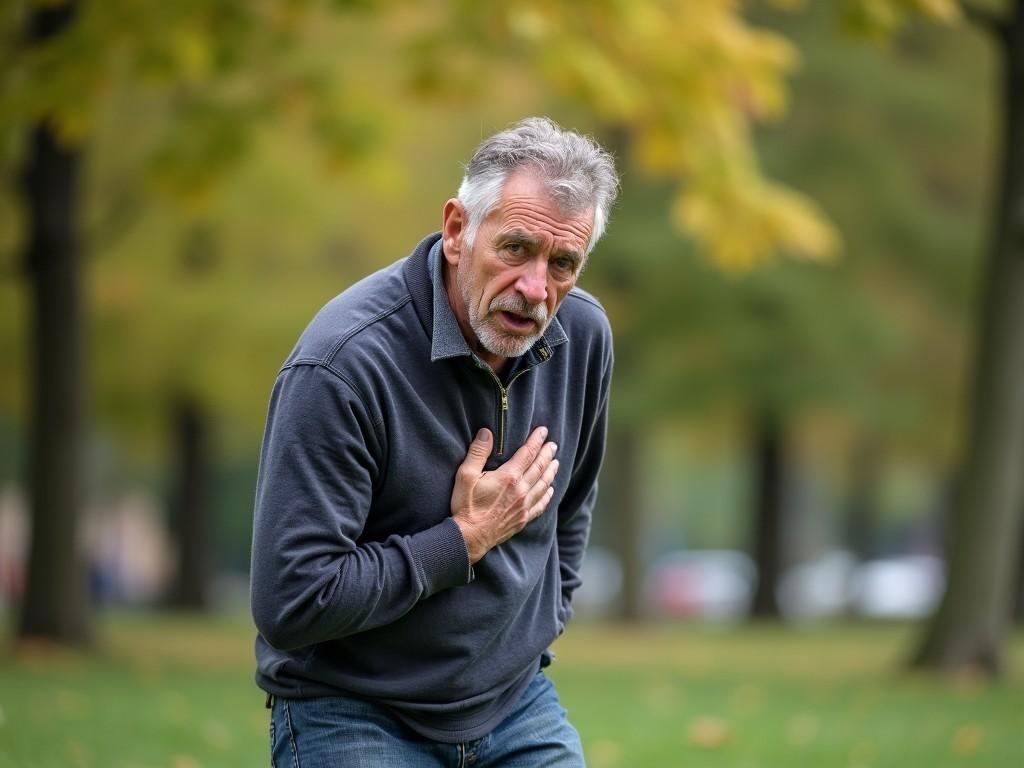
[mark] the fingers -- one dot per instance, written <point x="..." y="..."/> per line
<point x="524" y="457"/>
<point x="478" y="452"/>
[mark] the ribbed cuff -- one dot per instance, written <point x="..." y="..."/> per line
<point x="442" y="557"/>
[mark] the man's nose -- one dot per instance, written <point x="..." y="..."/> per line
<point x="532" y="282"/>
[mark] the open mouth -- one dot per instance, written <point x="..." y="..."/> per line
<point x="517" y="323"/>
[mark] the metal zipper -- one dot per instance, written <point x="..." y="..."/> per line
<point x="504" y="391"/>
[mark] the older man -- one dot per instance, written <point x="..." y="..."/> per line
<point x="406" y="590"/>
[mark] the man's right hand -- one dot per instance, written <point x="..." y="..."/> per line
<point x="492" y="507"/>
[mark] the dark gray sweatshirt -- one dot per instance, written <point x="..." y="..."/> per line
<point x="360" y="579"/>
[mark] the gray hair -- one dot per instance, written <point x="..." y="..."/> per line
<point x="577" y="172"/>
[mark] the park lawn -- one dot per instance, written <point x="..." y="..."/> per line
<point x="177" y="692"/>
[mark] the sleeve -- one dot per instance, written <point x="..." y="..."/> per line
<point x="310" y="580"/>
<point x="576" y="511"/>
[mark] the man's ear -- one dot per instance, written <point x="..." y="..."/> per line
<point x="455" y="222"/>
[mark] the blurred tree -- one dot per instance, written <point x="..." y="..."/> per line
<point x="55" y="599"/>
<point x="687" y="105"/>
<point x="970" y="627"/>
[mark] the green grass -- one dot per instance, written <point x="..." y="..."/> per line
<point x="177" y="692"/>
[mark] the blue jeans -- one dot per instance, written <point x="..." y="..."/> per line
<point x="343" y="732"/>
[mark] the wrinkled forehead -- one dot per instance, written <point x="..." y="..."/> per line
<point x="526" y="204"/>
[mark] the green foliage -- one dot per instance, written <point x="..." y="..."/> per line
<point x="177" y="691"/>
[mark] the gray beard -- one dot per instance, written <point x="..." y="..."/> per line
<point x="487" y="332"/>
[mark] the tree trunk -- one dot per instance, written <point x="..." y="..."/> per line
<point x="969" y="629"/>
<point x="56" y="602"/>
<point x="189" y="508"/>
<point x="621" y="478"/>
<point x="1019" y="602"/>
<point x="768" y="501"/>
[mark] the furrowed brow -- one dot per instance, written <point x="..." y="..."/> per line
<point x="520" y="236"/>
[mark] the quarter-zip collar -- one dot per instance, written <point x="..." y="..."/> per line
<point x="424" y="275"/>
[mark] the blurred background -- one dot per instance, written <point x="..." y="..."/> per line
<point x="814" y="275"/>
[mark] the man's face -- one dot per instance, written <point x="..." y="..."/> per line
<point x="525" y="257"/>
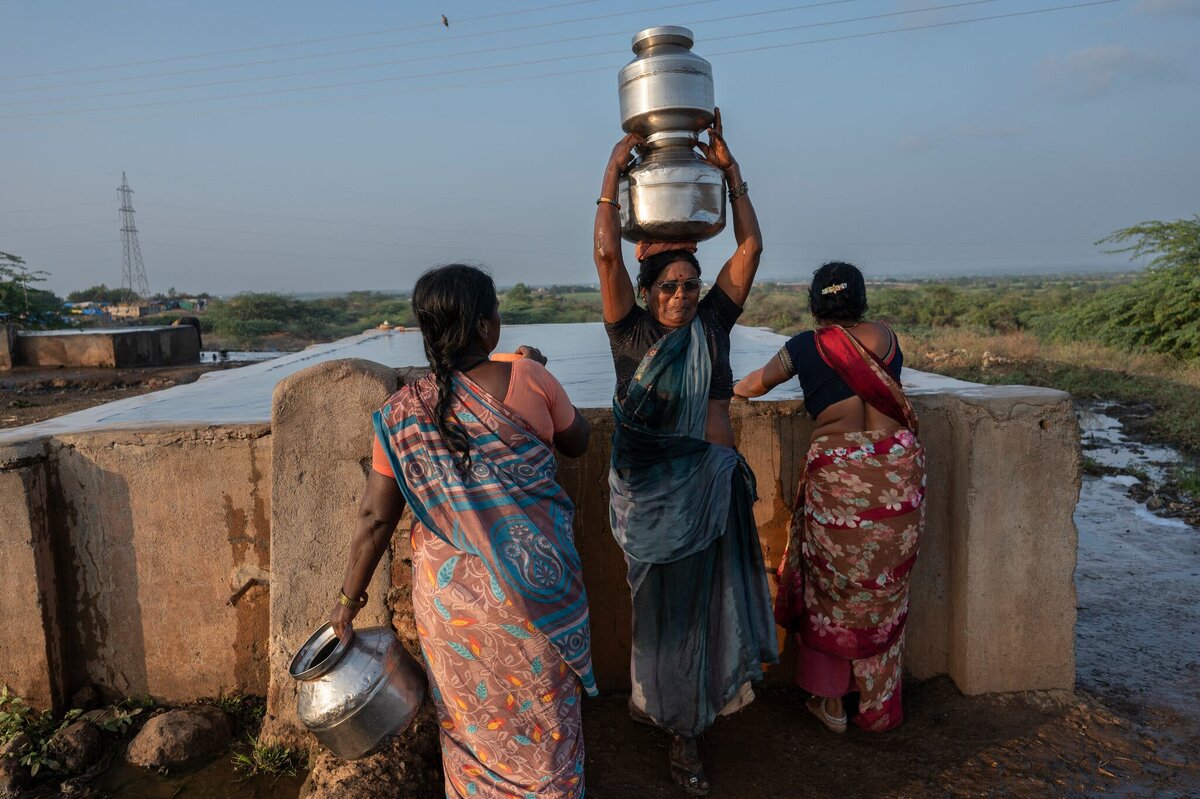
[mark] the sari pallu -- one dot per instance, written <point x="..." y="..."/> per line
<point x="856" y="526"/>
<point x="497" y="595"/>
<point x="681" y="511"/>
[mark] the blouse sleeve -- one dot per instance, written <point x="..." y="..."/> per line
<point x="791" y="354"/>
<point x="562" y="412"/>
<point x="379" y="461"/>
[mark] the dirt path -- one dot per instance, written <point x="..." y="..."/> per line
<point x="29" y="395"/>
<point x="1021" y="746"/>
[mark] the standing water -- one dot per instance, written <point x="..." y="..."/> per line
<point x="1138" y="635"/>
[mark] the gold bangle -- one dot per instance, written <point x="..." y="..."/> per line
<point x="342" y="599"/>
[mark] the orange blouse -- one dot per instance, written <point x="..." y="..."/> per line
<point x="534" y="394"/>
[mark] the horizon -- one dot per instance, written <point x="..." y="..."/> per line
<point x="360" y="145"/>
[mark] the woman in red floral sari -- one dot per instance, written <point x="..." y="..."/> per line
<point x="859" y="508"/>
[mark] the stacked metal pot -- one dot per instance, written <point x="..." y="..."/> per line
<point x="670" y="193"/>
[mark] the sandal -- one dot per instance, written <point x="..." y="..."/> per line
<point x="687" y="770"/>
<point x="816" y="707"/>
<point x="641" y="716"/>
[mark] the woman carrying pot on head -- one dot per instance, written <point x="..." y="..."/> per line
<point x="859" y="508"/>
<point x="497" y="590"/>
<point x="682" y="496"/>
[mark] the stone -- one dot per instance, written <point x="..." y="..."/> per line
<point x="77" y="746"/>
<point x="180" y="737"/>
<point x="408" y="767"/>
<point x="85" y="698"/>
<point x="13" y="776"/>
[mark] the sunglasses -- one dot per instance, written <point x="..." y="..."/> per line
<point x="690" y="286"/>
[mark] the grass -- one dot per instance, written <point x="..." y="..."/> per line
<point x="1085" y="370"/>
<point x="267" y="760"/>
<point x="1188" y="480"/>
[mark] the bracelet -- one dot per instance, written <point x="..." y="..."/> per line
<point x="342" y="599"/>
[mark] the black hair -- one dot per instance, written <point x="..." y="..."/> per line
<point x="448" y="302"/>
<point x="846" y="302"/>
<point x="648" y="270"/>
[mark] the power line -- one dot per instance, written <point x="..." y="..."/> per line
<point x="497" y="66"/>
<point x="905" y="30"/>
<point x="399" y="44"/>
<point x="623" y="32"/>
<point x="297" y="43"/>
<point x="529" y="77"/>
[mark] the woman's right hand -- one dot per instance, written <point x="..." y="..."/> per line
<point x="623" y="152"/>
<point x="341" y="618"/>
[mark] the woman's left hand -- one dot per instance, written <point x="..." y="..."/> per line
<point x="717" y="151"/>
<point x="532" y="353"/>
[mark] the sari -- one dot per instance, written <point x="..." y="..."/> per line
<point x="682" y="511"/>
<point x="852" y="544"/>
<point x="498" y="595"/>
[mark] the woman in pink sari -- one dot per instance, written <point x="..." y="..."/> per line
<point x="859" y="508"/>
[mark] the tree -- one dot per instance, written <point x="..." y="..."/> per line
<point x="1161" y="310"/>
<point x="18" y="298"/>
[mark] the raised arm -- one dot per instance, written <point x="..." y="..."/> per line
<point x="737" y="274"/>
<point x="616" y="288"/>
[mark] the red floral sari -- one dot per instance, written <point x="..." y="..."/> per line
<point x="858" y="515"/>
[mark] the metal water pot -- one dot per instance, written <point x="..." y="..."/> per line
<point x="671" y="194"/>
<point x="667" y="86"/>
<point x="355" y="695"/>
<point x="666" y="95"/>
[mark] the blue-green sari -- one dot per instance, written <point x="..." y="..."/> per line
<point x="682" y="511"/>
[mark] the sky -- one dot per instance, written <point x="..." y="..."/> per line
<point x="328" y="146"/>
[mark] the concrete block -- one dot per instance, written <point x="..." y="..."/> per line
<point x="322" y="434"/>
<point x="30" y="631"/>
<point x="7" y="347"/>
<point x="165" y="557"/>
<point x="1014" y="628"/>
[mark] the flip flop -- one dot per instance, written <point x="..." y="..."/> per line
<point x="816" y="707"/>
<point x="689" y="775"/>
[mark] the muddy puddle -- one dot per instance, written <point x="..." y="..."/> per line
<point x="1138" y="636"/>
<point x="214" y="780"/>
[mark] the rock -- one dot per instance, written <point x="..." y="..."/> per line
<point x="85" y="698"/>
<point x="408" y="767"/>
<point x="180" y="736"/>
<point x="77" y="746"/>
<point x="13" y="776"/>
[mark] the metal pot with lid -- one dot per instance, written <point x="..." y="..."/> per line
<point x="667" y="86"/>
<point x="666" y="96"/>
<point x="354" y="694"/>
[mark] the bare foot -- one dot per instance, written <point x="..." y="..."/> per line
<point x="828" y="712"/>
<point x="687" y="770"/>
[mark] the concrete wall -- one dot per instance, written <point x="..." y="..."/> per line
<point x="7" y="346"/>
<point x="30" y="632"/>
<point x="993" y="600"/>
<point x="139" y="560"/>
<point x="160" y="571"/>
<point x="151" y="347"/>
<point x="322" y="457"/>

* * * * * * * * *

PROMPT: Pull every line from the entries above, word for word and in order, leaving out the pictures.

RESPONSE:
[mark] the fingers -- one dot per instance, written <point x="..." y="..."/> per line
<point x="524" y="457"/>
<point x="478" y="452"/>
[mark] the ribbed cuff -- one dot per instance, written <point x="..." y="..."/> per line
<point x="442" y="557"/>
[mark] the man's nose -- one dot per instance, written <point x="..." y="..."/> per line
<point x="532" y="282"/>
[mark] the open mouth -- one dot per instance, written <point x="..." y="..."/> per line
<point x="517" y="323"/>
[mark] the metal zipper -- one dot per instance, written <point x="..." y="..."/> per line
<point x="504" y="391"/>
[mark] the older man -- one dot per instance, written <point x="..." y="..."/> per line
<point x="406" y="590"/>
[mark] the man's right hand -- one dot per instance, written <point x="..." y="..."/> per line
<point x="492" y="507"/>
[mark] the dark gray sweatshirt -- one dot per instance, written <point x="..." y="..."/> per line
<point x="360" y="579"/>
[mark] the gray hair -- one dot per instance, written <point x="..." y="..."/> per line
<point x="577" y="172"/>
[mark] the park lawn -- one dot per instance, written <point x="..." y="..."/> per line
<point x="177" y="692"/>
[mark] the sleeve -- one dot per instance, written <point x="..." y="..."/> per line
<point x="310" y="580"/>
<point x="576" y="511"/>
[mark] the man's ear -- one dot per instance, written <point x="..." y="..."/> per line
<point x="455" y="222"/>
[mark] the blurred tree -- one dot per instance, written <point x="..." y="..."/> per line
<point x="55" y="599"/>
<point x="687" y="105"/>
<point x="970" y="627"/>
[mark] the green grass -- one dot per instance, written <point x="..." y="..."/> per line
<point x="177" y="692"/>
[mark] the blue jeans -- one dot per instance, written <point x="..." y="..."/> per line
<point x="343" y="732"/>
[mark] the wrinkled forehead -- one dot per instance, written <point x="..." y="..."/> per line
<point x="526" y="204"/>
[mark] the green foliage -- one dot per instance, written <point x="..." y="..."/> per line
<point x="177" y="691"/>
[mark] the gray beard -- one dot per instance, written <point x="..." y="..."/> per line
<point x="487" y="332"/>
[mark] the tree trunk -- one dot per instance, written <point x="..." y="..."/> per line
<point x="969" y="629"/>
<point x="56" y="602"/>
<point x="189" y="508"/>
<point x="621" y="478"/>
<point x="1019" y="602"/>
<point x="768" y="501"/>
[mark] the furrowed brow -- one dot per instance, written <point x="..." y="..."/> per line
<point x="520" y="236"/>
[mark] the quarter-zip collar -- one dot per instance, written <point x="..." y="..."/> per line
<point x="424" y="275"/>
[mark] the blurred background -- one dot per instance, written <point x="..." y="..."/> per line
<point x="814" y="275"/>
[mark] the man's face -- one dot per instance, written <point x="..." y="..."/> per line
<point x="525" y="257"/>
[mark] the sari pallu -- one dot per instance, written <point x="..." y="..."/> per line
<point x="856" y="526"/>
<point x="497" y="595"/>
<point x="681" y="511"/>
[mark] the blouse sleeve -- one dot per instance, written <point x="..." y="..."/> per line
<point x="791" y="354"/>
<point x="562" y="412"/>
<point x="379" y="461"/>
[mark] the dirt path -- one dot per instance, written <point x="..." y="..."/> per line
<point x="29" y="395"/>
<point x="1021" y="746"/>
[mark] the standing water -- one dot per instance, written <point x="..." y="..."/> per line
<point x="1138" y="635"/>
[mark] the gold bangle -- one dot per instance, written <point x="..." y="..."/> per line
<point x="342" y="599"/>
[mark] the orange blouse -- one dot per instance, written <point x="..." y="..."/> per line
<point x="534" y="394"/>
[mark] the horizon -- one dot per instance, written <point x="..." y="..."/> per line
<point x="360" y="145"/>
[mark] the woman in red floral sari -- one dot per instance, written <point x="..." y="..."/> per line
<point x="859" y="508"/>
[mark] the stacked metal pot -- one dot per instance, written <point x="..." y="..."/> per line
<point x="670" y="193"/>
[mark] the sandal -- one dot per instance, written <point x="..." y="..."/> per line
<point x="687" y="770"/>
<point x="816" y="707"/>
<point x="641" y="716"/>
[mark] the woman carrying pot on head -- one dot per instance, written <point x="..." y="..."/> per line
<point x="859" y="508"/>
<point x="497" y="590"/>
<point x="682" y="496"/>
[mark] the stone -- one dot per instance, written <point x="..." y="..."/> per line
<point x="77" y="746"/>
<point x="180" y="737"/>
<point x="408" y="767"/>
<point x="85" y="698"/>
<point x="13" y="776"/>
[mark] the sunglasses -- one dot per instance, written <point x="..." y="..."/> per line
<point x="690" y="286"/>
[mark] the grass -- one dot per instance, written <point x="..." y="..."/> per line
<point x="1085" y="370"/>
<point x="267" y="760"/>
<point x="1188" y="480"/>
[mark] the bracelet -- one dot per instance, written <point x="..." y="..."/> per line
<point x="342" y="599"/>
[mark] the black hair -- one dot per instance, written <point x="..." y="..."/> per line
<point x="448" y="302"/>
<point x="846" y="302"/>
<point x="648" y="270"/>
[mark] the power line -- one dot per instance, written <point x="..." y="..."/> per line
<point x="497" y="66"/>
<point x="905" y="30"/>
<point x="399" y="44"/>
<point x="623" y="32"/>
<point x="297" y="43"/>
<point x="529" y="77"/>
[mark] the woman's right hand -- one dot per instance, written <point x="..." y="..."/> per line
<point x="623" y="152"/>
<point x="341" y="618"/>
[mark] the woman's left hand -- one dot per instance, written <point x="..." y="..."/> per line
<point x="717" y="151"/>
<point x="532" y="353"/>
[mark] the sari -- one dot per instance, written <point x="..." y="..."/> per line
<point x="682" y="511"/>
<point x="852" y="544"/>
<point x="498" y="595"/>
[mark] the woman in pink sari -- one dot per instance, written <point x="..." y="..."/> per line
<point x="859" y="508"/>
[mark] the tree -- one dot per instance, written <point x="..." y="..."/> per line
<point x="1161" y="310"/>
<point x="18" y="298"/>
[mark] the raised arm -- one dot per instance, written <point x="..." y="..."/> per line
<point x="737" y="274"/>
<point x="616" y="288"/>
[mark] the red floral sari -- one dot per instance, written <point x="..." y="..."/> per line
<point x="858" y="515"/>
[mark] the metal water pot -- one dot per instance, written <point x="..." y="..."/> per line
<point x="671" y="194"/>
<point x="667" y="86"/>
<point x="355" y="695"/>
<point x="666" y="95"/>
[mark] the blue-green sari -- one dot per instance, written <point x="..." y="..."/> per line
<point x="682" y="511"/>
[mark] the sky -- one dot per instance, written <point x="..." y="..."/> per line
<point x="328" y="146"/>
[mark] the concrete block -- one dot per instance, written <point x="..." y="..."/> per line
<point x="322" y="434"/>
<point x="30" y="631"/>
<point x="7" y="347"/>
<point x="165" y="557"/>
<point x="1014" y="628"/>
[mark] the flip flop -- one dot per instance, written <point x="..." y="..."/> per line
<point x="816" y="707"/>
<point x="689" y="775"/>
[mark] the muddy puddle -- one dot per instance, written <point x="..." y="..."/> per line
<point x="1138" y="636"/>
<point x="214" y="780"/>
[mark] the rock -- one dot per instance, written <point x="..." y="..."/> per line
<point x="85" y="698"/>
<point x="408" y="767"/>
<point x="180" y="736"/>
<point x="77" y="746"/>
<point x="13" y="776"/>
[mark] the metal pot with lid -- one dot per instance, written <point x="..." y="..."/> per line
<point x="667" y="86"/>
<point x="666" y="96"/>
<point x="354" y="694"/>
[mark] the bare foot -- one dot per instance, written <point x="..." y="..."/> per line
<point x="828" y="712"/>
<point x="687" y="770"/>
[mark] the concrete wall -- one dot per instance, written <point x="..." y="..."/> per line
<point x="7" y="346"/>
<point x="30" y="632"/>
<point x="993" y="600"/>
<point x="139" y="560"/>
<point x="160" y="571"/>
<point x="151" y="347"/>
<point x="322" y="457"/>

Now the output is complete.